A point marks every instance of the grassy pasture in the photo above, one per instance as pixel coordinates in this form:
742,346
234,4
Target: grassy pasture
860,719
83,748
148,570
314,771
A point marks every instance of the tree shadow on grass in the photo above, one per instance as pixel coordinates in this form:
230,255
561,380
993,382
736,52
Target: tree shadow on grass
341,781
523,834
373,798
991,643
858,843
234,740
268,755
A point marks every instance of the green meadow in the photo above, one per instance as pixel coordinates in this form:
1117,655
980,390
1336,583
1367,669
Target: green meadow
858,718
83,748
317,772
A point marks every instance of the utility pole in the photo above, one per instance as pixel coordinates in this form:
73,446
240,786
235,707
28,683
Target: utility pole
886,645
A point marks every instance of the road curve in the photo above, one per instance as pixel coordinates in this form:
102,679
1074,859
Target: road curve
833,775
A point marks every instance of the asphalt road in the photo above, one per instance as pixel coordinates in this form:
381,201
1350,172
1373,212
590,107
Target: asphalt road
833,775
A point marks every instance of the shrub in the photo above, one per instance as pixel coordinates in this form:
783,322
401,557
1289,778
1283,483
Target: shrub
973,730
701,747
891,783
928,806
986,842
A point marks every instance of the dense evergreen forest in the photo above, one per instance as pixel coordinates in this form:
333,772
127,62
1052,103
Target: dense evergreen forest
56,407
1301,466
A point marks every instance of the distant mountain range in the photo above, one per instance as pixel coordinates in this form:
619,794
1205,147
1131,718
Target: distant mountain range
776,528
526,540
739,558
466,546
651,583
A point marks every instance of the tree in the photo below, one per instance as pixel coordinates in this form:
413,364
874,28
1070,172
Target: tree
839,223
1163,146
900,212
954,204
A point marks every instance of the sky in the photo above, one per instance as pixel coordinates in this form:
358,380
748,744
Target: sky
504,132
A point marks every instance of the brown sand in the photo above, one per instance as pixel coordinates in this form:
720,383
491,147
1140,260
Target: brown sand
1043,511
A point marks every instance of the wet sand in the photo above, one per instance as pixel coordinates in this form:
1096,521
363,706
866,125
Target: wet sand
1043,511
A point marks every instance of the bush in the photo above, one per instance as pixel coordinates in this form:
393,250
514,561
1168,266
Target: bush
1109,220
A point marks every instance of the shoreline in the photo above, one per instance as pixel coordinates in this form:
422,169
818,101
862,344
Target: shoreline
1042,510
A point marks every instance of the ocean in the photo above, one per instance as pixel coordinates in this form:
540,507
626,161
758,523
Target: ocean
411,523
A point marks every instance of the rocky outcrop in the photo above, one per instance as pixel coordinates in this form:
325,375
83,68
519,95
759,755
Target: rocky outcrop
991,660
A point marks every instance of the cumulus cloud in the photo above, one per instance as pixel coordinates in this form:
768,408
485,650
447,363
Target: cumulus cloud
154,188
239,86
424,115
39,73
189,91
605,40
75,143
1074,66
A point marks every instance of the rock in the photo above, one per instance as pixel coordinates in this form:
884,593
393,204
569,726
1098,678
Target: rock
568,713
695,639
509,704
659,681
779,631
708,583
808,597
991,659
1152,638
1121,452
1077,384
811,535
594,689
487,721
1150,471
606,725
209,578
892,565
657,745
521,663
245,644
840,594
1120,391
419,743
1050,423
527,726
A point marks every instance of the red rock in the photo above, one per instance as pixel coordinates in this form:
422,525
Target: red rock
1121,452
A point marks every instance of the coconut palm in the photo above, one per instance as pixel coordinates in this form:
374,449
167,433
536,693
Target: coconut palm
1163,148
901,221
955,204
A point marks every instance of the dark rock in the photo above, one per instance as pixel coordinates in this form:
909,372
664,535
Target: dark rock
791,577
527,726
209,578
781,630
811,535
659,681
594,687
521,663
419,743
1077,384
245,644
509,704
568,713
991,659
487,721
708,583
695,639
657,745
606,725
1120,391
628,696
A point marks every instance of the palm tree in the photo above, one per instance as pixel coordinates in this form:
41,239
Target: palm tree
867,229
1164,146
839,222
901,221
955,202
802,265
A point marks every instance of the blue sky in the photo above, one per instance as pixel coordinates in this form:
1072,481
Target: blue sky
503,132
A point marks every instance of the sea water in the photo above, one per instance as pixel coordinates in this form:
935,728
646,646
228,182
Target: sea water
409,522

┄┄┄┄┄┄┄┄┄┄┄┄┄┄┄┄┄┄┄┄

→ **WRITTEN REQUEST**: Please set down the whole listing above without altering a single line.

→ **ANSWER TO THE PROBLEM**:
A point marks every instance of the grassy pasture in the photo above, one per instance as pixel coordinates in this form:
742,346
234,4
Target: grassy pasture
860,719
83,748
148,570
314,771
A point marks every instance of the tree shadow on grass in the photo above, one per instance as pixel coordinates in this form:
230,255
561,380
993,382
736,52
Target: tree shadow on grass
341,781
523,834
373,798
991,643
858,843
234,740
268,755
A point marks every instance of the green meadow in the photo above, one per instance as pixel coordinates in this form:
1117,655
980,390
1336,583
1367,669
Target: green meadow
858,718
83,748
317,772
A point marks every instance of the utility pole in the photo above, one per instance as pixel coordinates in this form:
73,446
240,786
235,707
28,683
Target: utility pole
886,645
A point marks every instance of the road curve in the photo above, one per instance as pixel coordinates in this form:
102,679
1074,859
Target: road curve
833,775
A point marks every instance of the asphalt road in the photo above, one per instance as pixel coordinates in this form:
381,201
1350,172
1373,212
590,107
Target: asphalt road
833,775
A point marks every instance of the shrub in the photo above, one per instance as pixel coordinates in this form:
783,322
401,557
1289,778
1283,483
Target: shrub
973,730
701,747
891,783
928,806
986,842
A point marks every instance of the dense evergreen forest in the photo above, one per instance as pixel coordinates in this form:
333,772
127,62
1052,103
Target: dense evergreen forest
56,407
1301,466
A point marks every instance of the distant mountain range in the photo above, one per instance as pixel coordinates in this form:
619,794
1205,147
1131,718
Target: distant mountain range
776,528
526,540
739,558
466,546
651,583
A point marks every instance of the tree in the photo below, one per instance as pixel coordinates in this form:
413,364
874,28
1070,172
Target: tree
839,223
1163,146
900,212
954,204
A point marks every instance of the sky in the photo above, one per instance as pixel coordinates in this form:
358,380
748,744
Target: sky
504,132
A point marks every instance of the brown sand in the photo above, one per instance as pixel coordinates in this form:
720,383
491,147
1140,260
Target: brown sand
1043,511
A point marks every instance of the wet sand in the photo above, one per instance as pixel coordinates in this form:
1096,521
363,706
866,125
Target: wet sand
1043,511
A point marks every instance of the bush in the photo above, one per instance as pixel coordinates in this form:
393,250
514,561
1168,266
Target: bush
1109,220
A point marks every instance of the shoreline in the photo above, one per instance as pixel coordinates in this form:
422,169
818,101
862,344
Target: shoreline
1042,510
A point marks every instance of the ocean in the photo above, one per instance as pixel coordinates in this form:
540,507
626,161
758,523
Target: ocean
411,523
A point marks every instance of the rocky outcrop in the photo above, one per instance as pixel coordinates in this form:
325,375
83,68
519,95
759,755
Target: rocky outcrop
991,660
A point marks every instance of the cumulus cloud in the photo above, one per instance as pixel coordinates in this form:
768,408
485,650
447,363
Target: cumulus cloud
154,188
239,86
424,115
39,73
189,91
605,40
75,143
1074,66
A point marks every instance of the rock in the photo above, one per instance as pixel coordinates in this form:
884,593
393,204
569,726
1098,678
Target: rock
568,713
695,639
509,704
659,681
779,631
708,583
808,597
991,659
1152,638
1121,452
1077,384
811,535
594,689
487,721
1150,471
606,725
209,578
892,565
657,745
521,663
245,644
840,594
1120,391
419,743
1050,423
527,726
A point marks every instance of the red rock in the photo above, one per instance as pixel coordinates in this form:
422,525
Target: red rock
1121,452
A point marks every instance of the coconut palm in the photo above, one per instance as pixel coordinates in this form:
374,449
167,433
536,693
Target: coconut palm
1163,148
901,221
955,204
A point marks every instance of the dark rock in the photo above, one per instance as pixel coordinates in this form:
909,372
664,535
Target: dark rock
791,577
527,726
209,578
781,630
811,535
659,681
594,687
521,663
419,743
1077,384
245,644
509,704
568,713
991,659
487,721
708,583
695,639
657,745
606,725
1120,391
628,696
A point marks every instance of the palm tree in the photo above, one per instance as pixel coordinates in this form:
41,239
Target: palm tree
867,229
1164,146
839,222
901,221
955,202
802,265
A point marks every instance of the blue sky in the photo above, one per instance as pixel coordinates in this form:
1072,481
Target: blue sky
503,132
A point marks every instance of the sea water in the photo above, one per instance as pixel coordinates in this form:
935,728
646,646
228,182
Target: sea water
409,522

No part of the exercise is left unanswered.